>> START Page

Graphcore. A new and novel start-up company, on a mission to develop an entirely new processor, with the goal of accelerating the growth of innovations in the fields of Artificial Intelligence (AI), and much more.

This article is a reiteration of a talk presented by Simon Knowles, the CTO and co-founder of Graphcore, at the RAAIS Conference in London, 2017, of which you can find here / here

There are two major processing components in a computer that executes all computational processes. The Central Processing Unit, and the Graphics Processing Unit.

While the CPU is designed to execute instructions provided by a computer program, to achieve a certain operation or output, and a GPU is designed to efficiently ‘manipulate and alter memory to accelerate the creation of images’, Graphcore’s Intelligence Processing Unit (IPU) is instead designed, to process what are known as Graphs, which is the primary mode of expression for understanding, implementing and evolving Machine Learning in computational systems.

Simon Knowles describes the IPU as follows, “An IPU-style machine is a pure, distributed, parallel processor.” It is designed so that, “we can build little ones, big ones, and in the future, really, really big ones, and it will still be the same machine.”

Let’s break down what this means.

  • First, the IPU is ‘pure’, meaning it is designed purely for Artificial Intelligence applications. The IPU does not deal with any graphics or High-Performance Computing (HPC) applications like GPU’s, and is designed purely for Machine Learning purposes. It is a “Memory-Centric power device”.

  • Second, the IPU is distributed. In other words, the IPU holds thousands of little localised processor and memory modules that all process and exchange information (We will elaborate on this characteristic below.)

>> END Page
>> START Listing

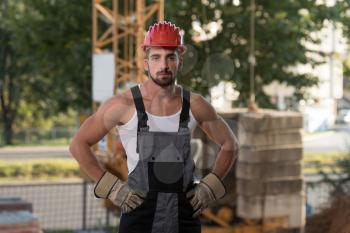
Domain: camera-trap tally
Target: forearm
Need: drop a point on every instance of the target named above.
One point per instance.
(86, 159)
(224, 162)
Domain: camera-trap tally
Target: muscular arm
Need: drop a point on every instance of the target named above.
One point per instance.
(93, 130)
(218, 131)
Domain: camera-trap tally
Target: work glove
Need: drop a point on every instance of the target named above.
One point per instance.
(207, 191)
(111, 187)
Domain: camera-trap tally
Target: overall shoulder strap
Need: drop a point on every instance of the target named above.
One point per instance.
(140, 108)
(185, 112)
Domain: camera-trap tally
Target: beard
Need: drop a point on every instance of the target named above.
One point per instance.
(162, 80)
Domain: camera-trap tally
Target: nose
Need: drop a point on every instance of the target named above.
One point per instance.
(164, 63)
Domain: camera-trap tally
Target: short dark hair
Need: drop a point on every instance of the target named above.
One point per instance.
(177, 50)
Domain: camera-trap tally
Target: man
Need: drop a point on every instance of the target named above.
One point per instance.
(155, 120)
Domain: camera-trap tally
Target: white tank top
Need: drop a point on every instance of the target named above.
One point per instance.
(128, 131)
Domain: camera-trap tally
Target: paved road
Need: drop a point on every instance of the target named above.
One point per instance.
(335, 140)
(34, 152)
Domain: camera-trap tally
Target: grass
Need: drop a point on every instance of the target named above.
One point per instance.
(38, 169)
(48, 142)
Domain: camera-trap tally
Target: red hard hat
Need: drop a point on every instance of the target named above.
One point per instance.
(164, 34)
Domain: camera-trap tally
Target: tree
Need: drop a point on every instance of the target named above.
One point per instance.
(45, 58)
(12, 72)
(282, 30)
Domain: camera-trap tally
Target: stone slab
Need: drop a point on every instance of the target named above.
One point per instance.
(259, 207)
(270, 120)
(270, 187)
(269, 138)
(265, 171)
(277, 153)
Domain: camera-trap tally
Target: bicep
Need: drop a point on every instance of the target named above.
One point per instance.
(212, 124)
(98, 125)
(219, 132)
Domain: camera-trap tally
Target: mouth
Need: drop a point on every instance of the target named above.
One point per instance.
(164, 74)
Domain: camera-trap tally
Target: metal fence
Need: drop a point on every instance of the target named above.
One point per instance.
(64, 206)
(73, 207)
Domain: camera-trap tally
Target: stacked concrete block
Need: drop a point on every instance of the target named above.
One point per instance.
(269, 180)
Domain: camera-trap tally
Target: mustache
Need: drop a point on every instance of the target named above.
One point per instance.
(164, 72)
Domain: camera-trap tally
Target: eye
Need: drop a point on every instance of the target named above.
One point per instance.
(154, 58)
(172, 57)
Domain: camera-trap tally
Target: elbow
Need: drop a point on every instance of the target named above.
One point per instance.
(74, 144)
(232, 146)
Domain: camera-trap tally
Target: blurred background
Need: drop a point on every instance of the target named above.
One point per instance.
(277, 71)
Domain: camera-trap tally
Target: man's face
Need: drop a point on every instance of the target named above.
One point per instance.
(162, 65)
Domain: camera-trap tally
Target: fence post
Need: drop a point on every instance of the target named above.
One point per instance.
(84, 203)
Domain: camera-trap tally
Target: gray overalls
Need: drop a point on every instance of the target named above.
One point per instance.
(165, 171)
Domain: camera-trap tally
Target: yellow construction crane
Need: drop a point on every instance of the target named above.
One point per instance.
(118, 29)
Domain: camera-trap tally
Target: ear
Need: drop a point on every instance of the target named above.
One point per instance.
(145, 64)
(180, 62)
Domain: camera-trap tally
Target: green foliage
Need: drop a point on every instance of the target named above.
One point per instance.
(39, 169)
(282, 29)
(54, 38)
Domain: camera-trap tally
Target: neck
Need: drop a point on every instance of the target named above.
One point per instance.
(155, 91)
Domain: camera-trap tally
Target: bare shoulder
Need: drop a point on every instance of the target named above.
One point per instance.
(117, 110)
(201, 109)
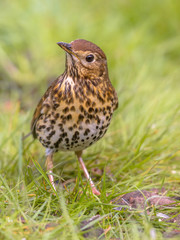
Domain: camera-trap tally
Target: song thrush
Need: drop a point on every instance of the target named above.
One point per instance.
(76, 109)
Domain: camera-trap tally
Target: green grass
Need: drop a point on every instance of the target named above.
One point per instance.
(141, 149)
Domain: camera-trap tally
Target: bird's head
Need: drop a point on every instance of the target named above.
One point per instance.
(85, 59)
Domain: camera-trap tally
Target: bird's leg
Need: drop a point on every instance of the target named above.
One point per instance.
(94, 190)
(49, 166)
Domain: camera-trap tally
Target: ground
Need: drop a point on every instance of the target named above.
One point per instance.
(136, 165)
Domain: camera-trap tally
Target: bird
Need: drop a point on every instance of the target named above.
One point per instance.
(77, 108)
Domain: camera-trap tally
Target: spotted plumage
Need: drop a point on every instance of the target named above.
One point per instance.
(76, 109)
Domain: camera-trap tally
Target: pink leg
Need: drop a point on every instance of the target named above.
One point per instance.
(94, 190)
(49, 166)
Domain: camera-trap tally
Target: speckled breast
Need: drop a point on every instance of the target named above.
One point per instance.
(74, 127)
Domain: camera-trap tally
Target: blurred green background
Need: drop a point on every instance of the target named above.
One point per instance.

>> END Listing

Written task
List every kind of processing unit that the Graphcore article names. These entries have no connection to the Graphcore article.

Output for this task
Central Processing Unit (CPU), Graphics Processing Unit (GPU), Intelligence Processing Unit (IPU)